What to do:
Render the lines below as a JSON list of strings, one string per line, leaving out any blank lines.

Excerpts of location labeling data:
[Start]

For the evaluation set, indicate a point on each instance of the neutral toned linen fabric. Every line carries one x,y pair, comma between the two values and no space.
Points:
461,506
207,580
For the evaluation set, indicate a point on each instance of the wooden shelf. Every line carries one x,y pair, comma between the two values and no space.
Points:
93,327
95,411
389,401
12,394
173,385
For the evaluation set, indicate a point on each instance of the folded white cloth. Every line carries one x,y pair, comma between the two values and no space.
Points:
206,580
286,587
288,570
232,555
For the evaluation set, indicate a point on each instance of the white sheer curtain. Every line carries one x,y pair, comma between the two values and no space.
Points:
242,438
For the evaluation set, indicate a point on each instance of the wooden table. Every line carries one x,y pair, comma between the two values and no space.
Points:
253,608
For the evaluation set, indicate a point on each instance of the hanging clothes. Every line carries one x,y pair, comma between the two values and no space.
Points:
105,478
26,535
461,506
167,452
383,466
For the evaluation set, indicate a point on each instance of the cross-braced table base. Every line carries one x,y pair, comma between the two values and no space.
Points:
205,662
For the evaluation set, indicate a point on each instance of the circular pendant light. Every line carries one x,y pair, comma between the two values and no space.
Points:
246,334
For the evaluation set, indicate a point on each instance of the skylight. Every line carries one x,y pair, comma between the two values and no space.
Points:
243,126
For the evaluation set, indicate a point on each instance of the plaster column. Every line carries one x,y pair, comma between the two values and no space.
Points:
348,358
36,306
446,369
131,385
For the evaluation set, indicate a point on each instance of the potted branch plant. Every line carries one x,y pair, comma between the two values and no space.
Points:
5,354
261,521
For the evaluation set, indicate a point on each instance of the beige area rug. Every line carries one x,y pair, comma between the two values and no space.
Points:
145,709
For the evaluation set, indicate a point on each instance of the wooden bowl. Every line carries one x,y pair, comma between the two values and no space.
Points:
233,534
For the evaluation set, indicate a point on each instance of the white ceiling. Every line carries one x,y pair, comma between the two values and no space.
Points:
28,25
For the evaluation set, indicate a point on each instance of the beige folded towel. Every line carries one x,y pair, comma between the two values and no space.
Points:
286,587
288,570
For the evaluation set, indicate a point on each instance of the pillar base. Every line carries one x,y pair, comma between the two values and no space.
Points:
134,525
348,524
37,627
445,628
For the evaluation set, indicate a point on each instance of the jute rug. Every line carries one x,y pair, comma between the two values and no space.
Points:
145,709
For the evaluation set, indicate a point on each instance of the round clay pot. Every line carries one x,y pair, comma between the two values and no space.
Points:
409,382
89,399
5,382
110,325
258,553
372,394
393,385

[End]

Exercise output:
[
  "For the evaluation set, indicate a point on each instance of the neutral toned linen fabric. Every line carries one x,y pair, comma between the two values and no space.",
  "Points:",
  "461,506",
  "207,580",
  "For the evaluation set, indicate a point on each instance of the wooden shelf. Every line carries one x,y pair, comma between the two values and no space.",
  "Points:",
  "93,327",
  "95,411",
  "389,401",
  "12,394",
  "173,385",
  "For the evaluation set, indicate a point on each instance of the folded white cloth. Every line carries one x,y pair, comma between the two values and no space.",
  "Points:",
  "206,580",
  "286,587",
  "288,570",
  "232,555",
  "For the evaluation set, indicate a point on each instance of the white sheer curtain. Every line carries one x,y pair, comma between the two values and no space.",
  "Points:",
  "242,438",
  "For the evaluation set, indicate a point on each instance of the wooden table. Every line carries one x,y pair, comma between the two values and no space.",
  "Points:",
  "253,608",
  "For the evaluation set, indicate a point on each instance of the hanging clothes. Every line carries one x,y pair, comma between the two values and no space.",
  "Points:",
  "105,478",
  "26,535",
  "461,506",
  "167,452",
  "383,466",
  "For the evaluation set, indicate a point on each instance of the cross-braced table base. Every line carries one x,y pair, comma between the two values and no space.",
  "Points:",
  "205,662",
  "For the evaluation set, indicate a point on each instance of the circular pendant light. Every line carries one x,y pair, comma between the two values and no space.",
  "Points:",
  "246,334",
  "For the evaluation set, indicate a point on each instance of the skylight. Every line carries one x,y pair, comma between the two values and no space.",
  "Points:",
  "243,126",
  "For the evaluation set, indicate a point on each instance of the plaster column. Every line carries one x,y pair, comma between the two values and no space.",
  "Points:",
  "348,358",
  "36,306",
  "446,369",
  "131,385",
  "For the evaluation set, indicate a point on each instance of the potted branch plant. Every line carries one x,y pair, comma between the two values and no space.",
  "Points:",
  "5,354",
  "261,521",
  "For the evaluation set, indicate a point on each instance of the beige area rug. Every line carries one x,y pair, comma between the two values and no space.",
  "Points:",
  "145,709",
  "For the evaluation set, indicate a point on each instance of the wooden bowl. Every line carries one x,y pair, comma between the two values and no space.",
  "Points:",
  "233,534",
  "For the evaluation set, indicate a point on each instance of the white ceiling. Every line carries one x,y pair, comma between the two values and no space.",
  "Points:",
  "28,25",
  "For the evaluation set, indicate a point on each instance of the beige folded towel. Every line carries one x,y pair, comma between the two values and no space.",
  "Points:",
  "286,587",
  "288,570",
  "For the evaluation set, indicate a point on each instance of the pillar base. Every line carries one x,y pair, comma between the two values and no space.",
  "Points:",
  "134,525",
  "348,524",
  "37,627",
  "445,628",
  "For the evaluation set, indicate a point on each instance of the jute rug. Every line carries one x,y pair, comma between the two values and no space.",
  "Points:",
  "145,709",
  "For the evaluation set, indicate a point on each instance of the round clay pot. Every line carries one x,y pair, comma between the two values and no space.",
  "Points:",
  "409,382",
  "89,399",
  "5,382",
  "110,325",
  "258,553",
  "372,394",
  "393,385"
]